*** Passage shown ***

You wouldn’t purposefully climb into a tiger’s cage at the zoo, would you? A stunt like that could easily leave you hospitalized or dead. Yet despite the dangers of exotic animals – like tigers, bears, chimpanzees, etc. – people continue to buy and sell them on the black market. They’re purchased and put in situations that bring danger to the animals as well as the humans they encounter.
Between 1990-2012 there were over 400 human injuries caused by exotic animals – almost twenty per year. National Geographic reports that, since the record began, exotic pets have attacked almost 550 people. Some of these injuries were fatal, and some were inflicted upon children younger than ten years of age.
During that same span of time, inexperienced or cruel owners killed 200 exotic animals. That’s not including the thousands of animals that died during the shipping process, or those that died before being purchased due to malnourishment or poor care.
These animals don’t only cause harm through violent predatory behaviors; they also spread diseases that can be severely problematic for humans. They carry foreign bacteria, viruses, parasites and fungi into a world where they don’t belong – and the surrounding humans can become infected. In just six years, between 2000-6, an estimated 50 million people were struck with zoonotic diseases. Some of these diseases have no cure or will prove fatal to humans.
Why are people still taking part in this trade? Americans spent an estimated $15 billion on exotic pets just last year, despite the undeniable proof of its cruelty. Thousands of exotic animals die. Hundreds of humans are injured. Let’s not forget the millions of dogs and cats that are euthanized each year due to a lack of shelter space.
If you’re interested in bringing a pet into your home, opt to adopt a cat or dog. Sure, tigers are beautiful – but they’re not meant to be kept in residential homes. Consider all the damage that is done through the exotic pet trade. It’s cruel. And it can be deadly.

*** End of Passage shown ***
*** Listed entries ***

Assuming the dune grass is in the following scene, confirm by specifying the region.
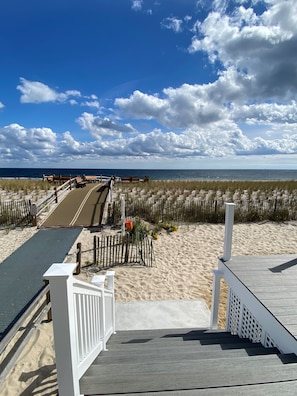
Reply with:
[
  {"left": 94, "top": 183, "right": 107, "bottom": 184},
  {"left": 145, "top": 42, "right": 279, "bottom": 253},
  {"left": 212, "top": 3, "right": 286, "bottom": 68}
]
[{"left": 114, "top": 180, "right": 297, "bottom": 224}]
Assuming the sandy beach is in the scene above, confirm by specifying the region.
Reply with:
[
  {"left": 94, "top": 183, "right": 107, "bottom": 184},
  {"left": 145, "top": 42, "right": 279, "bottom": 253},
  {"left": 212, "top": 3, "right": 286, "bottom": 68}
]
[{"left": 0, "top": 222, "right": 297, "bottom": 396}]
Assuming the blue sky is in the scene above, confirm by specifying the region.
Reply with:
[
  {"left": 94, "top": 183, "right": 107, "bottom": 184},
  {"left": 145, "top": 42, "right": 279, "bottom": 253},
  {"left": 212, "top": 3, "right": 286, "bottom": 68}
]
[{"left": 0, "top": 0, "right": 297, "bottom": 169}]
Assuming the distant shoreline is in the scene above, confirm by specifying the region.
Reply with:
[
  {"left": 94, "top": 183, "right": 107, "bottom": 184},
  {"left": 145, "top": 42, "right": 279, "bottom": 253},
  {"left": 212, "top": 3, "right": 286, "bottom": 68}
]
[{"left": 0, "top": 168, "right": 297, "bottom": 181}]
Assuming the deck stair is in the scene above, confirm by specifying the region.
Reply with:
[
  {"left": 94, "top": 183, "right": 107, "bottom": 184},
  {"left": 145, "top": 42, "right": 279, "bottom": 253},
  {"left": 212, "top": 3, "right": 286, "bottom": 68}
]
[{"left": 80, "top": 329, "right": 297, "bottom": 396}]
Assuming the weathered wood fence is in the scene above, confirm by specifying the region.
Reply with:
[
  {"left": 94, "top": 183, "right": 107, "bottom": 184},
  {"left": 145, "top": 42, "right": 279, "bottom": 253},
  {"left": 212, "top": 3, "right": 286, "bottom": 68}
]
[
  {"left": 0, "top": 200, "right": 32, "bottom": 226},
  {"left": 93, "top": 233, "right": 154, "bottom": 268}
]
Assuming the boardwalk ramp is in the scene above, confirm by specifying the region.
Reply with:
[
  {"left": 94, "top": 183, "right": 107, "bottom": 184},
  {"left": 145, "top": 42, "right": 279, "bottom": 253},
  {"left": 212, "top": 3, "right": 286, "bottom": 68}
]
[{"left": 41, "top": 183, "right": 109, "bottom": 228}]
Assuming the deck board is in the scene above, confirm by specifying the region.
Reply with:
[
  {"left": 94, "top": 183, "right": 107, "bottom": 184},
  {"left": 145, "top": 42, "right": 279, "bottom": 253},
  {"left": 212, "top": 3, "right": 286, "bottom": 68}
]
[
  {"left": 80, "top": 329, "right": 297, "bottom": 396},
  {"left": 224, "top": 254, "right": 297, "bottom": 338}
]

*** End of Listed entries ***

**List of tasks**
A. Rewrite the passage on the exotic pet trade from "These animals don’t" up to and including "of shelter space.", changing "zoonotic diseases" to "animal-borne diseases".
B. According to the passage on the exotic pet trade, what do exotic animals carry into a world where they don't belong? List each one.

**Task-by-task answers**
A.
These animals don’t only cause harm through violent predatory behaviors; they also spread diseases that can be severely problematic for humans. They carry foreign bacteria, viruses, parasites and fungi into a world where they don’t belong – and the surrounding humans can become infected. In just six years, between 2000-6, an estimated 50 million people were struck with animal-borne diseases. Some of these diseases have no cure or will prove fatal to humans.
Why are people still taking part in this trade? Americans spent an estimated $15 billion on exotic pets just last year, despite the undeniable proof of its cruelty. Thousands of exotic animals die. Hundreds of humans are injured. Let’s not forget the millions of dogs and cats that are euthanized each year due to a lack of shelter space.

B. Bacteria, viruses, parasites, fungi